Exercise directions:
In the data below, find each line carrying the string "hillside" and copy it out.

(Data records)
○ ○ ○ ○ ○

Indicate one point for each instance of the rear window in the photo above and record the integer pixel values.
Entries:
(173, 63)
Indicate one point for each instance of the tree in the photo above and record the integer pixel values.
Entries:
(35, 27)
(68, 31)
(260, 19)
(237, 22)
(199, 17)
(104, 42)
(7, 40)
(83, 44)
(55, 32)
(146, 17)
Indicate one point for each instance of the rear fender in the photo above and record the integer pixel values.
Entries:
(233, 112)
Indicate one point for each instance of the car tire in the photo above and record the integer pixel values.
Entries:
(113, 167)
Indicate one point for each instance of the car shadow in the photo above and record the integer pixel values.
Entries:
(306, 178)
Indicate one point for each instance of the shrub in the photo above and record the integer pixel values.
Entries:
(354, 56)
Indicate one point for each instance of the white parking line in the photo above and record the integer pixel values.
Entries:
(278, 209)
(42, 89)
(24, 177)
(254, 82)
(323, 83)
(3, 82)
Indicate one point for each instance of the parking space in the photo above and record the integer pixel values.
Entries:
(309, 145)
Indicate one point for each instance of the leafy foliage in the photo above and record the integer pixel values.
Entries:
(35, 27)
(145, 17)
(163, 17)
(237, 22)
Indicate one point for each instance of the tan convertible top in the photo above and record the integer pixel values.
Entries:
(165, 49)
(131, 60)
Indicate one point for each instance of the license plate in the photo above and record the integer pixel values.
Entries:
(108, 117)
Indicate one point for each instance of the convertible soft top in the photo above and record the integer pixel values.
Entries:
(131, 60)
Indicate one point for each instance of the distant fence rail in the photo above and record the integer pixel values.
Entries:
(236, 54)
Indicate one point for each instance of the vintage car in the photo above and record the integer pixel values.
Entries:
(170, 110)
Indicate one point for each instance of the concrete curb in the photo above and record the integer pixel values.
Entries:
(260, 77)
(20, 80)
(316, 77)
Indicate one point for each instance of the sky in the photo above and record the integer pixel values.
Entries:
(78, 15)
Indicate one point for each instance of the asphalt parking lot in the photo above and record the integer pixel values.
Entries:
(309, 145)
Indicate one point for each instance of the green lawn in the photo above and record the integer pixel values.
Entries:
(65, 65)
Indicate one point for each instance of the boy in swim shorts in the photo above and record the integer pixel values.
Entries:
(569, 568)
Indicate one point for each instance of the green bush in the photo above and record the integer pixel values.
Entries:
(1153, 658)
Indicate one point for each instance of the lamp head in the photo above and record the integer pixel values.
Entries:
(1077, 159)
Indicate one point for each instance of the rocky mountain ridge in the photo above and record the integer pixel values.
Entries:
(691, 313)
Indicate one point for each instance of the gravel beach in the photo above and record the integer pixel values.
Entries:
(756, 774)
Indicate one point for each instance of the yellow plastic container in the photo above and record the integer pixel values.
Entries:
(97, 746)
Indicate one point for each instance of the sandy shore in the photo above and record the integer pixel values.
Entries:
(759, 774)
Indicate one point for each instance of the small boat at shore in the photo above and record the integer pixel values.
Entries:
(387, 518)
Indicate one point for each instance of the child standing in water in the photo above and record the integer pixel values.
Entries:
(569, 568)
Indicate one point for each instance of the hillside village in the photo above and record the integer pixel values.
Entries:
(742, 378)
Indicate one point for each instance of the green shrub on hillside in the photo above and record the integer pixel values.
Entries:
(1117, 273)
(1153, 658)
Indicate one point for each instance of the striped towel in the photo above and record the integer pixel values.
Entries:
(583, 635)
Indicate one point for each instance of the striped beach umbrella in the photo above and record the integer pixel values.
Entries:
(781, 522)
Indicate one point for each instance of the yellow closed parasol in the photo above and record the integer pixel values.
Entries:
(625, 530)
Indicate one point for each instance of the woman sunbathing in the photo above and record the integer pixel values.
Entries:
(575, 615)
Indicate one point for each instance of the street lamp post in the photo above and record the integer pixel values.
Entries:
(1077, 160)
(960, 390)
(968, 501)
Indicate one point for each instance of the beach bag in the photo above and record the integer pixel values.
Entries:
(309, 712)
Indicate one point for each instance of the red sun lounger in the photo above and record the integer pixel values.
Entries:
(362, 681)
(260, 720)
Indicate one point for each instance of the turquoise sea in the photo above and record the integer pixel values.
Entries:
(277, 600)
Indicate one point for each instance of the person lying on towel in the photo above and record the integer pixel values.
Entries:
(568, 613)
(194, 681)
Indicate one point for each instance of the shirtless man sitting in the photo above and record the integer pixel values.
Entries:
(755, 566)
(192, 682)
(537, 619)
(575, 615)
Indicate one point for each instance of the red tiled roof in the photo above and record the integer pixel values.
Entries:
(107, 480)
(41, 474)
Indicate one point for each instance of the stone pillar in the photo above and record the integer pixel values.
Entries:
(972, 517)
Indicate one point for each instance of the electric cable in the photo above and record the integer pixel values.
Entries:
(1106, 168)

○ ○ ○ ○ ○

Exercise output:
Indicate one point for each instance of the hillside village in the photo above and record the integer pixel values.
Indicate one point for each instance of the green shrub on hillside in the photo above and record the integer pixel values.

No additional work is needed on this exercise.